## Explore the material
**A)** Reproduce the passage of the health bill article from "Associate Press" up to and including "1 a.m. Monday.", substituting "Troy" for "Libby".
**B)** Render this sentence from the health bill article in Spanish: "They were added to the list of workers in high-risk professions who are shielded from the full impact of a proposed new tax on high-value insurance plans."
**C)** According to the health bill article, which senator is providing the critical 60th vote for the legislation to pass?

## Text shown

=======

Wednesday, December 23, 2009

Gag Reflex

Associate Press

WASHINGTON - The little town of Libby, Mont., isn't mentioned by name in the Senate's mammoth health care bill, but it's one of the big winners in the legislation, thanks to the influence of Finance Committee Chairman Max Baucus, D-Mont. After pushing for years for help for residents of the area, thousands of whom suffer from asbestos-related illnesses from a now-closed mineral mining operation, Baucus inserted language in a package of last-minute amendments that grants them access to Medicare benefits.

He didn't advertise the change, and it takes a close read of the bill to find it...Here's a look at some other winners in the latest version of the legislation, which was expected to survive an initial test vote in the Senate around 1 a.m. Monday.

WINNERS
  • Nebraska, Louisiana, Vermont and Massachusetts. These states are getting more federal help paying for a proposed Medicaid expansion than other states are. In the case of Nebraskarepresented by Sen. Ben Nelson, who's providing the critical 60th vote for the legislation to pass the federal government is picking up 100 percent of the tab for the expansion, in perpetuity.
  • Beneficiaries of Medicare Advantage plans — the private managed-care plans within Medicare — in Florida. Hundreds of thousands of them will have their benefits grandfathered in thanks to a provision tailored by Sen. Bill Nelson, D-Fla., that also affects a much smaller number of seniors in a few other states.
  • Longshoremen. They were added to the list of workers in high-risk professions who are shielded from the full impact of a proposed new tax on high-value insurance plans.
  • A handful of physician-owned hospitals being built around the country — including one in Bellevue, Neb. — which would be permitted to get referrals from the doctors who own them, avoiding a new ban in the Senate bill that will apply to hospitals built in the future. Chalk up another win for Nelson.
--"Who wins, who loses in Senate health bill," Associated Press, as reported on msnbc.com (12.20.09)

=======

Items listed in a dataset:
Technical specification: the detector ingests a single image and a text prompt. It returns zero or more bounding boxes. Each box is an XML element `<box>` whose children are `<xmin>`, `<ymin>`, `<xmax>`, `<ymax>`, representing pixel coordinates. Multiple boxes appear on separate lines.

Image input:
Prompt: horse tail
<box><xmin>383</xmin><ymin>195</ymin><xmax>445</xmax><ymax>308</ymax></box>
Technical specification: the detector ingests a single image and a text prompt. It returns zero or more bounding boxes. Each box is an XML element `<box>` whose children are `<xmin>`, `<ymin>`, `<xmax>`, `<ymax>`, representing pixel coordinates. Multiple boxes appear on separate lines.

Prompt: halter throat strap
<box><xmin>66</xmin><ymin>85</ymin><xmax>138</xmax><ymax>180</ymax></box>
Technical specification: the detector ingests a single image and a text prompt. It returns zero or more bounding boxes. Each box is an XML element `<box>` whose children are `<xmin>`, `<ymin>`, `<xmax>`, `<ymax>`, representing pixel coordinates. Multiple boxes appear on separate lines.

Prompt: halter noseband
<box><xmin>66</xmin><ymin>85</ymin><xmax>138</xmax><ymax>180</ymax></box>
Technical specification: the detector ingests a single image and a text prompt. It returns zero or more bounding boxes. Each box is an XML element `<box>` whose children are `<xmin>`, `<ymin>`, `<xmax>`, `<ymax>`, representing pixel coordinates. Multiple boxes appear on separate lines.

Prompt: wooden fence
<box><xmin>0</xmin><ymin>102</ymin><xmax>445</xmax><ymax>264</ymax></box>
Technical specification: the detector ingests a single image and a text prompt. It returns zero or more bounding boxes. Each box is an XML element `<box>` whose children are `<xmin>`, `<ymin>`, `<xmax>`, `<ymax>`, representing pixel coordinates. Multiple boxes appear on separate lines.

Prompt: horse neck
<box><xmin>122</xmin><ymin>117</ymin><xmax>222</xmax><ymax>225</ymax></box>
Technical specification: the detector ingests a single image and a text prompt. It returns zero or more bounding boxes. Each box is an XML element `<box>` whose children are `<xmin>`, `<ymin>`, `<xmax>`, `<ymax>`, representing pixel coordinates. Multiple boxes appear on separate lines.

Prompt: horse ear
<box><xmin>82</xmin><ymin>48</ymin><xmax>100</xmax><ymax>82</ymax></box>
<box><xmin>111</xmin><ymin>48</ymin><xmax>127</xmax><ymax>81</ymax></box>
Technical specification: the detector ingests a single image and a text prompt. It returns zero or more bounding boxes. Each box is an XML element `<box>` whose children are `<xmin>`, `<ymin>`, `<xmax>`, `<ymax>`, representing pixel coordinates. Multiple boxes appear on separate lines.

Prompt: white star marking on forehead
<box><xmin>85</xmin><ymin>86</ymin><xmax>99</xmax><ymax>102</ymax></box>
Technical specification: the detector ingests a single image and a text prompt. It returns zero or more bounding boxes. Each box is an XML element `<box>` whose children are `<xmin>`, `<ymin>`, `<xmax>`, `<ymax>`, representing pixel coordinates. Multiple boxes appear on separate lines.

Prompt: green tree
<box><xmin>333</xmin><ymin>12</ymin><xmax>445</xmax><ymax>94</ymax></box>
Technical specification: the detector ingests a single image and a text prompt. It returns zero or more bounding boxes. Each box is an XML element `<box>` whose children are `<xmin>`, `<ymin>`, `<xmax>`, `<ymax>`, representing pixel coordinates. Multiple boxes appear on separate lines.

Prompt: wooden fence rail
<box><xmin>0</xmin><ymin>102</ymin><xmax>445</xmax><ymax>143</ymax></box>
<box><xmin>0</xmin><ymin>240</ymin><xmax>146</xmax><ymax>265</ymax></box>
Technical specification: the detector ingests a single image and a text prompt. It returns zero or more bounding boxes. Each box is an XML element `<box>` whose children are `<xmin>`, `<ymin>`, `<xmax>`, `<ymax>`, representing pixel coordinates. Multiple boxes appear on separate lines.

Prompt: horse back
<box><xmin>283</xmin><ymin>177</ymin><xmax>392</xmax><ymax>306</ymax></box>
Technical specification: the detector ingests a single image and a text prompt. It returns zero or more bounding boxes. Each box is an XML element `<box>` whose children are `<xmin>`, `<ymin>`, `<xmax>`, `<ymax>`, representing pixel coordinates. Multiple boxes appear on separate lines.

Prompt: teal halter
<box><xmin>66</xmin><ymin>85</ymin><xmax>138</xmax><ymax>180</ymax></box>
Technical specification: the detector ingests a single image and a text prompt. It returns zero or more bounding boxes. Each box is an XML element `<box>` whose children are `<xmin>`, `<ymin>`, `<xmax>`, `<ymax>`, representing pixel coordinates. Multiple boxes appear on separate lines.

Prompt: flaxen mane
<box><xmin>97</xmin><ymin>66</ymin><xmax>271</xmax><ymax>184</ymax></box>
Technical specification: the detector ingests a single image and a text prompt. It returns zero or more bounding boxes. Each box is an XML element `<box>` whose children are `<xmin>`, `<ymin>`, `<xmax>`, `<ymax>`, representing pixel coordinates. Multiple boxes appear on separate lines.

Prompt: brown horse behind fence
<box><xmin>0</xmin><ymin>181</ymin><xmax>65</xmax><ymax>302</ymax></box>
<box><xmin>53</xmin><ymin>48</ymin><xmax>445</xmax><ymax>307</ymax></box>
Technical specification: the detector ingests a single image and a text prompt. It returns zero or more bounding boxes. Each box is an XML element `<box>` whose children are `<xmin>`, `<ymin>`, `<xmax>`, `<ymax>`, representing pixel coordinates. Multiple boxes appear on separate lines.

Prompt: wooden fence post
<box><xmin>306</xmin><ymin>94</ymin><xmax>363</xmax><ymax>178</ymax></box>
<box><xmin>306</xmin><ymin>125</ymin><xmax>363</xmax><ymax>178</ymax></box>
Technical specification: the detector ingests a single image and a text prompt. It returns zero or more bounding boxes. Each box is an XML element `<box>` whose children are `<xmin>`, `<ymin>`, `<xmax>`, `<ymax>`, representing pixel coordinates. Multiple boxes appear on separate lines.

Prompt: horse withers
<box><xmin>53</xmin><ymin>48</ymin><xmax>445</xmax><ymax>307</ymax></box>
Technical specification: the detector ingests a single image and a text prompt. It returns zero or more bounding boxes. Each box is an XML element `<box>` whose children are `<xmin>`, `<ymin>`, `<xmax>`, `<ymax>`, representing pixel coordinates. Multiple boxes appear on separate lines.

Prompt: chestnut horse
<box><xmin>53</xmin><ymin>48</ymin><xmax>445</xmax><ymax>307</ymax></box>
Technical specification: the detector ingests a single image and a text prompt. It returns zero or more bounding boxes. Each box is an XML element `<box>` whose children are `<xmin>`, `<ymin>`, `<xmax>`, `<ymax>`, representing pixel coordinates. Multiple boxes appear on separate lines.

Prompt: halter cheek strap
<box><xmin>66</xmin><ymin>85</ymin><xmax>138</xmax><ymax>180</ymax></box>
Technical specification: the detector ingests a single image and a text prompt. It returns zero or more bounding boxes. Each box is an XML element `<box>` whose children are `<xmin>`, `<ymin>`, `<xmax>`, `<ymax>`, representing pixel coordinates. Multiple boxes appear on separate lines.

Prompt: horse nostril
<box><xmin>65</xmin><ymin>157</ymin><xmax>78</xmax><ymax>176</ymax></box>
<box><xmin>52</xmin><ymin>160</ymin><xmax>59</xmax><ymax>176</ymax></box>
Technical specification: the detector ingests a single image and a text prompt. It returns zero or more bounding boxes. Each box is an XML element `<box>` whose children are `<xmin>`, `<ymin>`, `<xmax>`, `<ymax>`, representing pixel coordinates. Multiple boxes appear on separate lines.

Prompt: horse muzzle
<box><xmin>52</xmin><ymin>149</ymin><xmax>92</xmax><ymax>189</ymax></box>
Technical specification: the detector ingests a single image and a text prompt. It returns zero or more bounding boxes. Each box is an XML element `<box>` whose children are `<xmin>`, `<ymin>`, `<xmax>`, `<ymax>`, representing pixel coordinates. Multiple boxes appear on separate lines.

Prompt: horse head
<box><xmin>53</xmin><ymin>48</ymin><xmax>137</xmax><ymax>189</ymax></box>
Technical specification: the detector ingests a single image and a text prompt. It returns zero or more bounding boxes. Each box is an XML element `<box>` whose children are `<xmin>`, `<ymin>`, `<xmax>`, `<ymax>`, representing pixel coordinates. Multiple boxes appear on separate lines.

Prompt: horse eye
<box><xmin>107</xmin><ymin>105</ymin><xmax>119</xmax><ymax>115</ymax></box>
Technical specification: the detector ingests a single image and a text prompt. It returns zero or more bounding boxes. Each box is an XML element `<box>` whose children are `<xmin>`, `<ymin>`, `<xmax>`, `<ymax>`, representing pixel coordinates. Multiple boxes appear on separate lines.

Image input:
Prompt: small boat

=======

## Answers by item number
**A)**
Associate Press

WASHINGTON - The little town of Troy, Mont., isn't mentioned by name in the Senate's mammoth health care bill, but it's one of the big winners in the legislation, thanks to the influence of Finance Committee Chairman Max Baucus, D-Mont. After pushing for years for help for residents of the area, thousands of whom suffer from asbestos-related illnesses from a now-closed mineral mining operation, Baucus inserted language in a package of last-minute amendments that grants them access to Medicare benefits.

He didn't advertise the change, and it takes a close read of the bill to find it...Here's a look at some other winners in the latest version of the legislation, which was expected to survive an initial test vote in the Senate around 1 a.m. Monday.

**B)** Fueron añadidos a la lista de trabajadores de profesiones de alto riesgo que están protegidos del impacto total de un nuevo impuesto propuesto sobre los planes de seguro de alto valor.

**C)** Sen. Ben Nelson of Nebraska.